══ READING TEXT ══

I shall seek to give a calm and reasoned response to the hon. Member for Heywood and Middleton (Chris Clarkson), and I rise to speak in favour of Lords amendments 22 and 23, which, as we have heard, seek to preserve the integrity and independence of the Electoral Commission, as well as Lords amendment 86, which says that, if we have to go down the road of providing ID at polling stations, what is deemed as an acceptable form of ID should be greatly extended to allow as many people as possible to participate in our democracy.
Having sat through hour after hour of the Bill Committee searching for evidence that any form of ID was actually necessary, nothing—particularly, I have to say, after the hon. Gentleman’s contribution—will shake me from the belief that there is no need for this. From day one this has been, as the hon. Member for Nottingham North (Alex Norris) said, a solution in desperate search of a problem. From the very first day of our evidence sessions, many months ago, I was convinced—I remain convinced—that the desire to produce photographic ID at polling stations is nothing less than a cynical ploy to disenfranchise a sizeable section of the electorate, and to give the Conservative party an advantage on polling day.
I thank the Lords for their valiant efforts to rescue something from this utterly appalling Bill. I know that they did a great deal of work on it and have tried to remove or soften some of its more unpleasant and fundamentally undemocratic aspects, but as I said in Committee, on Second Reading and on Report, the Elections Bill is rotten to its core. The Lords could have gone through the Bill for a month of Sundays and it would still be rotten to its core.

═══

| WHAT TO WORK ON |
For each statement, answer yes or no according to the speech, and quote the exact words of the speech that settle it.
1. The speaker spent many hours in the Bill Committee.
2. The speaker believes the Lords' work has made the Bill acceptable.
3. The speaker attributes the phrase "a solution in desperate search of a problem" to the hon. Member for Heywood and Middleton.
The records are separate material and form no part of the speech.

══ DATA UNDER STUDY ══

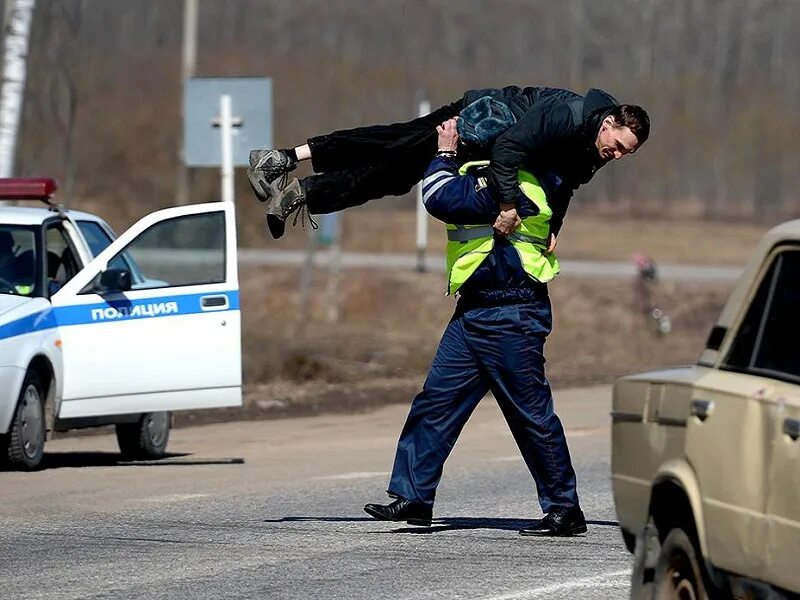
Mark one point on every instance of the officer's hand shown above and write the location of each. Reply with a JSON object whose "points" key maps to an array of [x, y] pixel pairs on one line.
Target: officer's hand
{"points": [[448, 136], [552, 242], [508, 220]]}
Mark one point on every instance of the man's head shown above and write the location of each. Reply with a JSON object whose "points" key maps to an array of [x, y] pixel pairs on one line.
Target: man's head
{"points": [[622, 132]]}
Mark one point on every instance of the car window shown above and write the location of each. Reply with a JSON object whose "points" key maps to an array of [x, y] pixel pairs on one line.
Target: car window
{"points": [[766, 342], [98, 240], [187, 250], [61, 261], [17, 260]]}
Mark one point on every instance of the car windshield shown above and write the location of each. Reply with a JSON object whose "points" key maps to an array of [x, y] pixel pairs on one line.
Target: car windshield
{"points": [[17, 260]]}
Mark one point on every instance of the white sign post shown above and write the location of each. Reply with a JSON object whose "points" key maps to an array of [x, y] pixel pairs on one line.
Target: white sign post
{"points": [[422, 215], [226, 146], [15, 54]]}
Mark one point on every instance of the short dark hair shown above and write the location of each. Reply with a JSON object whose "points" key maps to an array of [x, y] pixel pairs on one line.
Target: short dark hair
{"points": [[634, 118]]}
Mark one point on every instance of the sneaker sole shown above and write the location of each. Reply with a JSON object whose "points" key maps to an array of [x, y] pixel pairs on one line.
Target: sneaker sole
{"points": [[574, 531], [261, 188], [276, 226], [381, 517]]}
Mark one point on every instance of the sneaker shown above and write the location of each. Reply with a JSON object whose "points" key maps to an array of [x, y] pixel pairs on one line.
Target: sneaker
{"points": [[269, 172], [286, 201]]}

═══

| EXERCISE ANSWER |
1. Yes: "Having sat through hour after hour of the Bill Committee"
2. No: "it would still be rotten to its core."
3. No: "as the hon. Member for Nottingham North (Alex Norris) said"